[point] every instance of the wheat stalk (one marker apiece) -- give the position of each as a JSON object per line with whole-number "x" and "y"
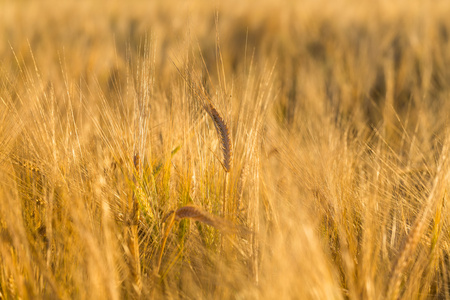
{"x": 197, "y": 214}
{"x": 224, "y": 135}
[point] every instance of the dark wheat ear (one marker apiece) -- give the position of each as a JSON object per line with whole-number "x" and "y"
{"x": 224, "y": 135}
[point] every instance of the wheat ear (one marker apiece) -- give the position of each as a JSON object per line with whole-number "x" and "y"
{"x": 224, "y": 136}
{"x": 197, "y": 214}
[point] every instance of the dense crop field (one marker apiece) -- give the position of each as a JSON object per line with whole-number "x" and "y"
{"x": 224, "y": 150}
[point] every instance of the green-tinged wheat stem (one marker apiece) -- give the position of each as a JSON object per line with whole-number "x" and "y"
{"x": 194, "y": 213}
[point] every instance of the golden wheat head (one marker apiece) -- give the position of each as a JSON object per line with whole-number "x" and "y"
{"x": 224, "y": 136}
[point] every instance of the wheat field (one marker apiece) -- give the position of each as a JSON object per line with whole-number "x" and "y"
{"x": 224, "y": 149}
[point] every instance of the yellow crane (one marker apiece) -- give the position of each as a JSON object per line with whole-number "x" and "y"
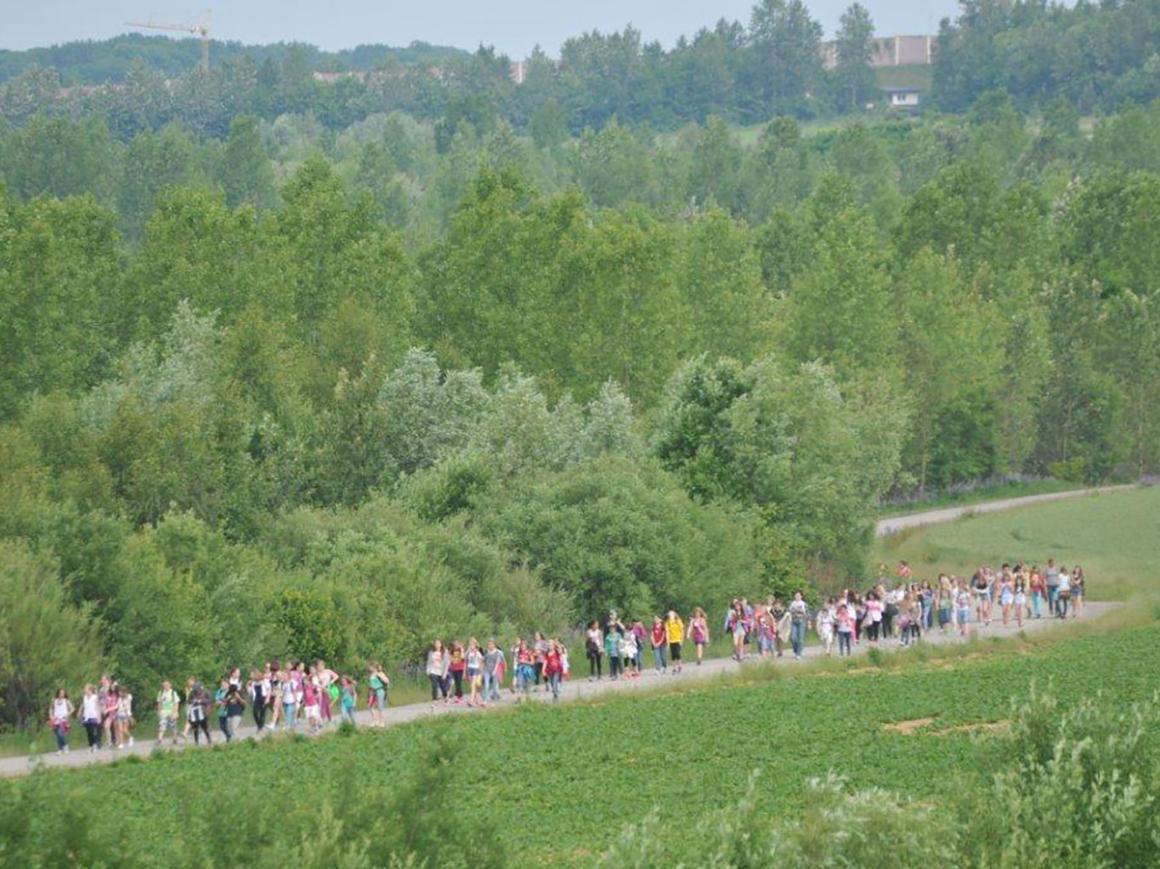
{"x": 201, "y": 30}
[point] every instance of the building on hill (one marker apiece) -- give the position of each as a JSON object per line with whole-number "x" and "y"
{"x": 907, "y": 99}
{"x": 890, "y": 51}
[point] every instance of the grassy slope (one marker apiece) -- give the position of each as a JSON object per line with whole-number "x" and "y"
{"x": 988, "y": 493}
{"x": 1116, "y": 537}
{"x": 558, "y": 784}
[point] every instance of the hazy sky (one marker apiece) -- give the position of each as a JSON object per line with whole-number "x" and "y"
{"x": 513, "y": 26}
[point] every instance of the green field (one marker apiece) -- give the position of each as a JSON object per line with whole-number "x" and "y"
{"x": 559, "y": 784}
{"x": 1115, "y": 537}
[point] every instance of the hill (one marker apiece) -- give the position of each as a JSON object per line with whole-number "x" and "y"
{"x": 99, "y": 62}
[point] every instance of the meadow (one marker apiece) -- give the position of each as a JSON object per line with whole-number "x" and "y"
{"x": 1115, "y": 537}
{"x": 559, "y": 784}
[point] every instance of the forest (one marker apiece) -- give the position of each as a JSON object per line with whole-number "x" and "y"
{"x": 327, "y": 391}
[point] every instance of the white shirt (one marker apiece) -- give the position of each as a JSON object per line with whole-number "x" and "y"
{"x": 91, "y": 708}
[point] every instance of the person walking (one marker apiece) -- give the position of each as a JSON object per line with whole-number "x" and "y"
{"x": 553, "y": 668}
{"x": 167, "y": 707}
{"x": 493, "y": 672}
{"x": 436, "y": 667}
{"x": 674, "y": 631}
{"x": 1063, "y": 593}
{"x": 234, "y": 708}
{"x": 799, "y": 618}
{"x": 377, "y": 686}
{"x": 60, "y": 710}
{"x": 197, "y": 711}
{"x": 91, "y": 716}
{"x": 698, "y": 632}
{"x": 475, "y": 672}
{"x": 658, "y": 638}
{"x": 594, "y": 647}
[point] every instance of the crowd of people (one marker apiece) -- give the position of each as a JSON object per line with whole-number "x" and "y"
{"x": 312, "y": 696}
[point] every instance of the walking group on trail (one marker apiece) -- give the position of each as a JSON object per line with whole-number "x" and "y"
{"x": 312, "y": 696}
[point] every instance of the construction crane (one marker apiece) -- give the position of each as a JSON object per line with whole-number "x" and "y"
{"x": 201, "y": 30}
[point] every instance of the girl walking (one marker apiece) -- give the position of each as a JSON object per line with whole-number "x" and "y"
{"x": 436, "y": 667}
{"x": 594, "y": 647}
{"x": 674, "y": 631}
{"x": 91, "y": 717}
{"x": 698, "y": 632}
{"x": 60, "y": 710}
{"x": 475, "y": 672}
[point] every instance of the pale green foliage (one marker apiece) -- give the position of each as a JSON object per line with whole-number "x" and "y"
{"x": 428, "y": 412}
{"x": 1075, "y": 787}
{"x": 45, "y": 642}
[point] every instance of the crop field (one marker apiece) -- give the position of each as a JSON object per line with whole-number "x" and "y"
{"x": 1115, "y": 537}
{"x": 558, "y": 784}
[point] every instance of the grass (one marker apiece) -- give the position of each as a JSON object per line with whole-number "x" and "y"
{"x": 977, "y": 495}
{"x": 522, "y": 773}
{"x": 1115, "y": 537}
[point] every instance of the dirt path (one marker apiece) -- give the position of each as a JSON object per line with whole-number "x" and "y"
{"x": 579, "y": 688}
{"x": 885, "y": 527}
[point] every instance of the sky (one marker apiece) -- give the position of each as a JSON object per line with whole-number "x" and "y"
{"x": 512, "y": 26}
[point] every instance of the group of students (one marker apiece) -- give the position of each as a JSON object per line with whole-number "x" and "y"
{"x": 623, "y": 645}
{"x": 1017, "y": 592}
{"x": 307, "y": 695}
{"x": 313, "y": 695}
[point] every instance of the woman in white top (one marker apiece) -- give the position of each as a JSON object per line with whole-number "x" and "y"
{"x": 91, "y": 716}
{"x": 124, "y": 723}
{"x": 1063, "y": 593}
{"x": 59, "y": 711}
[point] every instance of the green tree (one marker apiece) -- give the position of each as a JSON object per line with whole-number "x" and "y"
{"x": 45, "y": 642}
{"x": 853, "y": 80}
{"x": 245, "y": 171}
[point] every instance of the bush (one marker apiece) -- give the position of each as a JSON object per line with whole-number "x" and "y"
{"x": 867, "y": 830}
{"x": 45, "y": 642}
{"x": 1074, "y": 787}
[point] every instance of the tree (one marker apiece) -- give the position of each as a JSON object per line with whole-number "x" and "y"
{"x": 245, "y": 169}
{"x": 45, "y": 642}
{"x": 853, "y": 78}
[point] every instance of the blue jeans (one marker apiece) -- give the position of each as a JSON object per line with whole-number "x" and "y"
{"x": 797, "y": 637}
{"x": 659, "y": 658}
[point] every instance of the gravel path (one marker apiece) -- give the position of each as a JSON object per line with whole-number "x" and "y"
{"x": 579, "y": 688}
{"x": 894, "y": 524}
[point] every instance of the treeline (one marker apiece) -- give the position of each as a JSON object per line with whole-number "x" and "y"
{"x": 1096, "y": 57}
{"x": 103, "y": 62}
{"x": 340, "y": 400}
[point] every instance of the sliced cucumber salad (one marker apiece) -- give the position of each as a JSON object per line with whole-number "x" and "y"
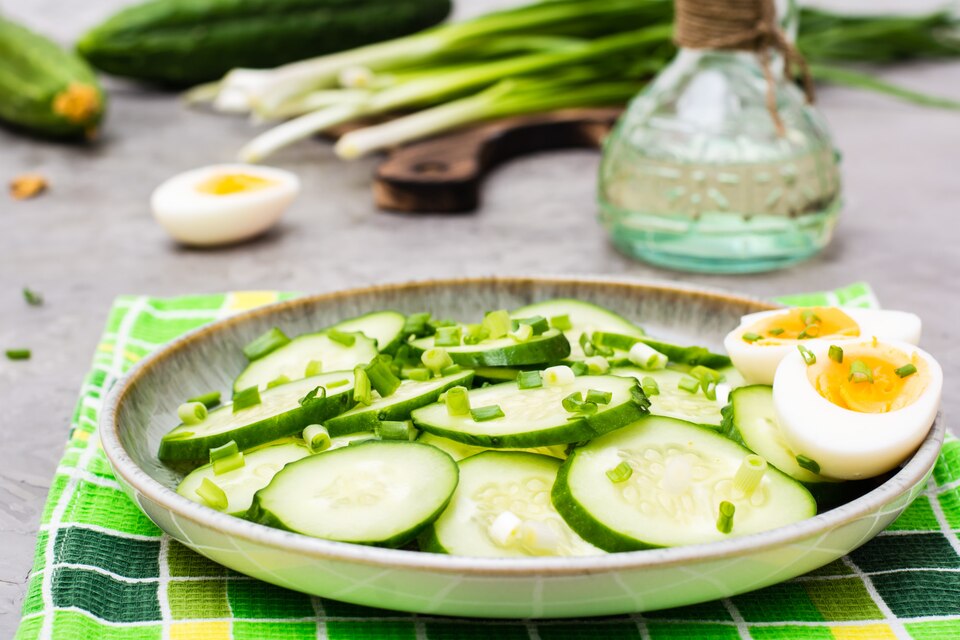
{"x": 556, "y": 429}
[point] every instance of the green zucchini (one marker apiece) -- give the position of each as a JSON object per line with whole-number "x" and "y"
{"x": 44, "y": 89}
{"x": 184, "y": 42}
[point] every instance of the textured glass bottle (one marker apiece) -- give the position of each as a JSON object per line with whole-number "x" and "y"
{"x": 696, "y": 176}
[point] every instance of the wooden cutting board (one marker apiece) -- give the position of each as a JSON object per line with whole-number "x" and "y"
{"x": 445, "y": 174}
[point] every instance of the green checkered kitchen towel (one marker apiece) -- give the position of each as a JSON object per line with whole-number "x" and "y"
{"x": 103, "y": 570}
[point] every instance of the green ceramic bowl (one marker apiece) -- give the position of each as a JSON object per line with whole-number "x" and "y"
{"x": 142, "y": 407}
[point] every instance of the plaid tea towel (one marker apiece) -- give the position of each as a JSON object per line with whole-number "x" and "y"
{"x": 103, "y": 570}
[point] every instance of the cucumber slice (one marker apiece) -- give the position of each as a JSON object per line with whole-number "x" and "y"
{"x": 291, "y": 360}
{"x": 458, "y": 451}
{"x": 380, "y": 493}
{"x": 492, "y": 484}
{"x": 681, "y": 473}
{"x": 279, "y": 414}
{"x": 409, "y": 395}
{"x": 583, "y": 316}
{"x": 239, "y": 485}
{"x": 536, "y": 417}
{"x": 551, "y": 346}
{"x": 672, "y": 401}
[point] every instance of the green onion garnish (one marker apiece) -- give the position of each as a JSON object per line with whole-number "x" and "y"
{"x": 447, "y": 337}
{"x": 192, "y": 412}
{"x": 342, "y": 337}
{"x": 33, "y": 298}
{"x": 650, "y": 386}
{"x": 621, "y": 472}
{"x": 725, "y": 517}
{"x": 246, "y": 398}
{"x": 265, "y": 343}
{"x": 860, "y": 372}
{"x": 209, "y": 400}
{"x": 317, "y": 437}
{"x": 457, "y": 401}
{"x": 482, "y": 414}
{"x": 314, "y": 367}
{"x": 808, "y": 463}
{"x": 905, "y": 370}
{"x": 561, "y": 323}
{"x": 213, "y": 496}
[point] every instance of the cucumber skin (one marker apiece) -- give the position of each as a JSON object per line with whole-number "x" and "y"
{"x": 368, "y": 420}
{"x": 182, "y": 42}
{"x": 190, "y": 453}
{"x": 35, "y": 71}
{"x": 260, "y": 514}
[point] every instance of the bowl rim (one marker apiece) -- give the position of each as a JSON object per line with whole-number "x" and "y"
{"x": 131, "y": 474}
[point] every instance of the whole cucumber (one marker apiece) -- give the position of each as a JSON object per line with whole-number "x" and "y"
{"x": 45, "y": 89}
{"x": 184, "y": 42}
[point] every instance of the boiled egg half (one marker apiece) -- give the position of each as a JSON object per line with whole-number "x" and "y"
{"x": 763, "y": 339}
{"x": 223, "y": 204}
{"x": 859, "y": 409}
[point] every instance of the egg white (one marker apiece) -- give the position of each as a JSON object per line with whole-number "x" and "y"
{"x": 848, "y": 444}
{"x": 203, "y": 219}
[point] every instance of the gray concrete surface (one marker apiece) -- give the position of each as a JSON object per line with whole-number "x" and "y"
{"x": 91, "y": 238}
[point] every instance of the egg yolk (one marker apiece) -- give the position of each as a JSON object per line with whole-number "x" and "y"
{"x": 803, "y": 323}
{"x": 230, "y": 183}
{"x": 877, "y": 387}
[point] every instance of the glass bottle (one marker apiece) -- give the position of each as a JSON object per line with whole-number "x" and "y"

• **What you need to do**:
Only the lines from the one that contains "[point] every instance of the boiled" to the end of the entries above should be given again, exactly and in full.

• **Exercise result**:
[point] every instance of the boiled egg half (one marker apiece) -- give the position of each as a JSON object per line with whole-number "x" and "y"
{"x": 763, "y": 339}
{"x": 223, "y": 204}
{"x": 859, "y": 409}
[point] every instance of the egg white (one marker apiece) -- give the position of each as a JSON object per line with whole-number "x" and "y"
{"x": 848, "y": 444}
{"x": 203, "y": 219}
[point] every instance of the gray concrete surface (one marker apiece) -- give the position of each as a JSON object per line with whole-number "x" and "y"
{"x": 91, "y": 238}
[point] every instance of the egg yolk (one marker apiece) -- give the position of each as a JSON object per line with whole-number "x" and "y"
{"x": 803, "y": 323}
{"x": 230, "y": 183}
{"x": 877, "y": 387}
[point] every instance of the glass bottle (one marker apiece) -- give the position of each as a JSON object per line with whole-number "x" and "y"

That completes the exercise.